Your instructions
Every entry below should be printed exactly, without its images.

Input
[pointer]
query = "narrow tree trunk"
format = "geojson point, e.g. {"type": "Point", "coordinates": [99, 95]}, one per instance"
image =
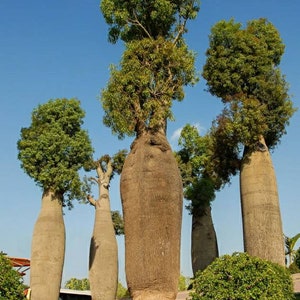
{"type": "Point", "coordinates": [262, 226]}
{"type": "Point", "coordinates": [48, 249]}
{"type": "Point", "coordinates": [151, 192]}
{"type": "Point", "coordinates": [204, 240]}
{"type": "Point", "coordinates": [103, 259]}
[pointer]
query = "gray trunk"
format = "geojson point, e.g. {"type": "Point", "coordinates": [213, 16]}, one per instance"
{"type": "Point", "coordinates": [103, 260]}
{"type": "Point", "coordinates": [262, 226]}
{"type": "Point", "coordinates": [151, 191]}
{"type": "Point", "coordinates": [204, 240]}
{"type": "Point", "coordinates": [47, 250]}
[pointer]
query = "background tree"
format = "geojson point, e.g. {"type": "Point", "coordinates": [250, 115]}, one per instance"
{"type": "Point", "coordinates": [290, 251]}
{"type": "Point", "coordinates": [137, 101]}
{"type": "Point", "coordinates": [52, 150]}
{"type": "Point", "coordinates": [242, 69]}
{"type": "Point", "coordinates": [199, 188]}
{"type": "Point", "coordinates": [78, 284]}
{"type": "Point", "coordinates": [297, 259]}
{"type": "Point", "coordinates": [103, 258]}
{"type": "Point", "coordinates": [11, 282]}
{"type": "Point", "coordinates": [184, 283]}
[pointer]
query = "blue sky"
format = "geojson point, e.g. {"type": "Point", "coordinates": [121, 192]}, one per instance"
{"type": "Point", "coordinates": [59, 48]}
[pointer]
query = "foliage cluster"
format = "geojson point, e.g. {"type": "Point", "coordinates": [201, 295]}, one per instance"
{"type": "Point", "coordinates": [78, 284]}
{"type": "Point", "coordinates": [139, 94]}
{"type": "Point", "coordinates": [242, 277]}
{"type": "Point", "coordinates": [242, 69]}
{"type": "Point", "coordinates": [54, 147]}
{"type": "Point", "coordinates": [11, 282]}
{"type": "Point", "coordinates": [193, 159]}
{"type": "Point", "coordinates": [136, 19]}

Full answer
[pointer]
query = "narrow tree trunk"
format = "geojson point, e.g. {"type": "Point", "coordinates": [99, 95]}, one per instance"
image =
{"type": "Point", "coordinates": [262, 226]}
{"type": "Point", "coordinates": [48, 249]}
{"type": "Point", "coordinates": [151, 192]}
{"type": "Point", "coordinates": [204, 240]}
{"type": "Point", "coordinates": [103, 259]}
[pointer]
query = "gray trunk"
format = "geojson point, e.g. {"type": "Point", "coordinates": [213, 16]}, one per instance"
{"type": "Point", "coordinates": [103, 260]}
{"type": "Point", "coordinates": [262, 226]}
{"type": "Point", "coordinates": [151, 191]}
{"type": "Point", "coordinates": [204, 240]}
{"type": "Point", "coordinates": [47, 250]}
[pointer]
query = "background tree"
format = "geojson point, e.g. {"type": "Point", "coordinates": [250, 115]}, one per instance"
{"type": "Point", "coordinates": [290, 251]}
{"type": "Point", "coordinates": [137, 101]}
{"type": "Point", "coordinates": [52, 150]}
{"type": "Point", "coordinates": [242, 69]}
{"type": "Point", "coordinates": [199, 188]}
{"type": "Point", "coordinates": [78, 284]}
{"type": "Point", "coordinates": [297, 259]}
{"type": "Point", "coordinates": [103, 258]}
{"type": "Point", "coordinates": [11, 282]}
{"type": "Point", "coordinates": [184, 283]}
[pointer]
query = "blue sky"
format = "geojson point, e.g. {"type": "Point", "coordinates": [121, 192]}, one per instance"
{"type": "Point", "coordinates": [59, 48]}
[pointer]
query = "foliage cluster"
format = "geojson point, e.g. {"type": "Point", "coordinates": [201, 295]}, one per instance"
{"type": "Point", "coordinates": [78, 284]}
{"type": "Point", "coordinates": [139, 94]}
{"type": "Point", "coordinates": [242, 277]}
{"type": "Point", "coordinates": [242, 69]}
{"type": "Point", "coordinates": [54, 147]}
{"type": "Point", "coordinates": [11, 282]}
{"type": "Point", "coordinates": [193, 159]}
{"type": "Point", "coordinates": [136, 19]}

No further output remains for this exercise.